Travail demandé ▸
1. Selon le texte sur la tripartition de l'Orient, à quelle époque les notions de Proche-Orient, de Moyen-Orient et d'Extrême-Orient ont-elles été inventées ?
2. Transcrivez fidèlement le passage du texte sur la tripartition de l'Orient compris entre « Ce sont des » et « Chine pour l’Extrême-Orient. », ces deux extrémités incluses.
3. Rédigez la suite du texte sur la tripartition de l'Orient à partir de sa dernière phrase.

Texte fourni ▸
⟨
Proche-Orient - Moyen-Orient - Extrême-Orient

(Asie occidentale)

1 La tripartition de l'Orient

Les termes Proche-Orient, Moyen-Orient et Extrême-Orient désignent trois maillons d’une chaîne qui s’étend d’ouest en est, à travers le continent asiatique. En principe, ces termes ne sont pas interchangeables, car ils ont des significations précises.

Ce sont des termes eurocentriques qui proviennent de l'anglais: "Near East" (traduit en «Proche-Orient»), "Middle East" (pour «Moyen-Orient») et "Far East" (pour «Extrême-Orient). L'invention de ces notions à la fin du XIXe siècle (vers 1890), probablement par le "British India Office", est le résultat de la mainmise de l’Europe (surtout la Grande-Bretagne et la France) sur l’ensemble de l’Asie, puisque c'est en fonction de l'Europe qu'on distingue ces notions de «proche», de «moyen» et d'«extrême». Les trois régions ainsi découpées à l'occidentale apparaissent chacune centrée sur un pays clé : la Turquie pour le Proche-Orient, la Perse ou l'Iran pour le Moyen-Orient et la Chine pour l’Extrême-Orient.

La différence entre les termes Proche-Orient et Moyen-Orient correspond à la fois au centrage et au cadrage. Alors que le Proche-Orient est centré sur la région libano-israélienne, le Moyen-Orient est centré sur le golfe Persique. Au cadrage, le Proche-Orient occupe un espace restreint, tandis que le Moyen-Orient correspond à une superficie plus étendue.

Quant à l'Extrême-Orient, il se situe à un espace plus éloignée de l'Europe, d'où l'adjectif «extrême», et occupe un superficie encore plus grande (Chine, Japon, et l'ex-Indochine).
⟩
Extrait de données ▸
⟨
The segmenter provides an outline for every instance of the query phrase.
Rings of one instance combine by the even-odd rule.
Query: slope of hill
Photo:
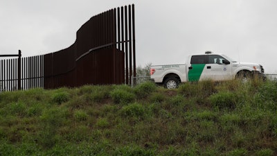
⟩
Réponses finales ▸
1. À la fin du XIXe siècle, vers 1890.

2.
Ce sont des termes eurocentriques qui proviennent de l'anglais: "Near East" (traduit en «Proche-Orient»), "Middle East" (pour «Moyen-Orient») et "Far East" (pour «Extrême-Orient). L'invention de ces notions à la fin du XIXe siècle (vers 1890), probablement par le "British India Office", est le résultat de la mainmise de l’Europe (surtout la Grande-Bretagne et la France) sur l’ensemble de l’Asie, puisque c'est en fonction de l'Europe qu'on distingue ces notions de «proche», de «moyen» et d'«extrême». Les trois régions ainsi découpées à l'occidentale apparaissent chacune centrée sur un pays clé : la Turquie pour le Proche-Orient, la Perse ou l'Iran pour le Moyen-Orient et la Chine pour l’Extrême-Orient.

3.
2. Le Proche-Orient et le Moyen-Orient

Avant la Première Guerre mondiale, la distinction entre le Proche-Orient et le Moyen-Orient était la norme. Après la disparition de l'Empire ottoman, le terme de "Near East", qui y était grandement lié parut inadéquat pour les Américains qui se sont mis à employer "Near and Middle East" («Proche-et-Moyen-Orient), expression apparaissant dès 1920 dans les articles du New York Times. Par conséquent, le terme "Near East" parut inutile et fut graduellement remplacé par celui de "Middle East" vers 1957, ce qui incluait l’Égypte, la Turquie, l’Irak, la Perse, la Syrie, le Liban, la Jordanie, Israël, l’Arabie Saoudite, les Émirats du Golfe, le Koweït, Bahreïn, le Qatar et le Yémen.

Pourtant, ce remplacement du mot «Moyen-Orient» et son extension au détriment de «Proche-Orient» créa certains malaises, comme en témoigne Winston Churchill dans ses mémoires en 1950:

J’ai toujours senti que le nom de «Moyen-Orient» pour l’Égypte, le Levant, la Syrie et la Turquie était mal choisi. C’était le Proche-Orient. La Perse et l’Irak étaient le Moyen-Orient; l’Inde, la Birmanie et la Malaisie, l’Orient; et la Chine et le Japon, l’Extrême-Orient.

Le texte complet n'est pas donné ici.